EXTRACT TO READ >>

▬▬▬▬▬▬▬▬▬▬

Sigbjørn Apeland (born 10 May 1966 was raised in Sveio, Norway) is a musician (organ and Harmonium) and scientist, known from several recordings and for his work in the borderland between folk music, church music and improvisational music.

Career 

Apeland is a graduate in performing Church music at the Rogaland Musikkonservatorium (1988) and ethnomusicology from University of Bergen (1998), before he as fellow at Griegakademiet completed his Dr. art. with the thesis Kyrkjemusikkdiskursen: Musikklivet i Den norske kyrkja som diskursiv praksis (Church music discourse: The music scene in the Norwegian church as discursive practice, 2005).

Apeland contributes on numerous album releases by Nils Økland (1995–), Reidun Horvei (1998), Ingeleiv Kvammen and Olav Kvammen (2000), Åsne Valland Nordli (2001), Marylands (2001), and Agnes Buen Garnås (2002). For the Vossajazz he released the album Fryd (1998), in collaboration with Berit Opheim (vocals), Bjørn Kjellemyr (bass), Einar Mjølsnes (Hardingfele) and Per Jørgensen (trumpet). With Berit Opheim he released the album Den Blide Sol (2007).

Apeland often plays together with county musicians in Hordaland, he also collaborates with the fiddle player Synnøve S. Bjørset, and with Knut Hamre, Hildegun Riise and Benedicte Maurseth.

Honors 
2014: Vossajazzprisen

Discography

Solo albums 
2011: Glossolalia (Hubro Music)

▬▬▬▬▬▬▬▬▬▬

DATASET CONTENT >>
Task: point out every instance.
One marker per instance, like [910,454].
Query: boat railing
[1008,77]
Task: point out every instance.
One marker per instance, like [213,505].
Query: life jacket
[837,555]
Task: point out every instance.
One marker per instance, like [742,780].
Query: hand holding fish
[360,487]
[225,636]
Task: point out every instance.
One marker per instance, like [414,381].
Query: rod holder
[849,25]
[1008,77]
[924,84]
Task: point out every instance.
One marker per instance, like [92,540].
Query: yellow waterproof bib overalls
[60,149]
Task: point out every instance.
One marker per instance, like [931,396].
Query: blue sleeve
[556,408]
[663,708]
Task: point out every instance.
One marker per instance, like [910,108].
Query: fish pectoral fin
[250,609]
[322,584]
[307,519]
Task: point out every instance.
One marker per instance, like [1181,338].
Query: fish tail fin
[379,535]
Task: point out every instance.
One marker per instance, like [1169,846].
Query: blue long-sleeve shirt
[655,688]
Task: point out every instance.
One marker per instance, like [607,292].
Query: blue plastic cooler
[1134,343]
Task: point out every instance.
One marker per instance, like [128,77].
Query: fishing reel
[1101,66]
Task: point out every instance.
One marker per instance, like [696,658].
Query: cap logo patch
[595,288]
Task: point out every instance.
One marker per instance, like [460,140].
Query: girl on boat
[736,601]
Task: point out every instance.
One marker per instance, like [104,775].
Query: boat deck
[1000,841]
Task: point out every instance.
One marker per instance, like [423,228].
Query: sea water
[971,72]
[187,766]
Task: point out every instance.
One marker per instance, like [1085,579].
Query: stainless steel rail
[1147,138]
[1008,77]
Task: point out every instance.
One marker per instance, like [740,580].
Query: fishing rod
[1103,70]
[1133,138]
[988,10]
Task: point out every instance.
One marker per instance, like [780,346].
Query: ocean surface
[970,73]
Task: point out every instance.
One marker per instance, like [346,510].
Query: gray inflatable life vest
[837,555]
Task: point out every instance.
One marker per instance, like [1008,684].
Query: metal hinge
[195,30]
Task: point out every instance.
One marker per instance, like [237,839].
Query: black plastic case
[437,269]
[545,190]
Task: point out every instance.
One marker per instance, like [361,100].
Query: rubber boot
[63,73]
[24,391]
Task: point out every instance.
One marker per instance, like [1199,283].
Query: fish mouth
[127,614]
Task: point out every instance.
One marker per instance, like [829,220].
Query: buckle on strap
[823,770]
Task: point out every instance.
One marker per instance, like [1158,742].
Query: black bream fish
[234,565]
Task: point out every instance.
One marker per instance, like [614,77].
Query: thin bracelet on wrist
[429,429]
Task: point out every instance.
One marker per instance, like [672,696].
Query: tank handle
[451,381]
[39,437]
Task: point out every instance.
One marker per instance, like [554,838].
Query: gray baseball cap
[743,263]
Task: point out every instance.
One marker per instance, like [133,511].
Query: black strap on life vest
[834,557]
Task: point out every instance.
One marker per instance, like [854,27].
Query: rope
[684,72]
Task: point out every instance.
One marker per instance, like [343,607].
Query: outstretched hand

▬▬▬▬▬▬▬▬▬▬

WRITTEN PROBLEM >> Update the Apeland biography between "Apeland often plays" and "and Benedicte Maurseth.", inclusive, writing that passage again with "county musicians" replaced by "regional musicians". Rely only on the Apeland biography for what comes next.

TASK RESPONSE >>
Apeland often plays together with regional musicians in Hordaland, he also collaborates with the fiddle player Synnøve S. Bjørset, and with Knut Hamre, Hildegun Riise and Benedicte Maurseth.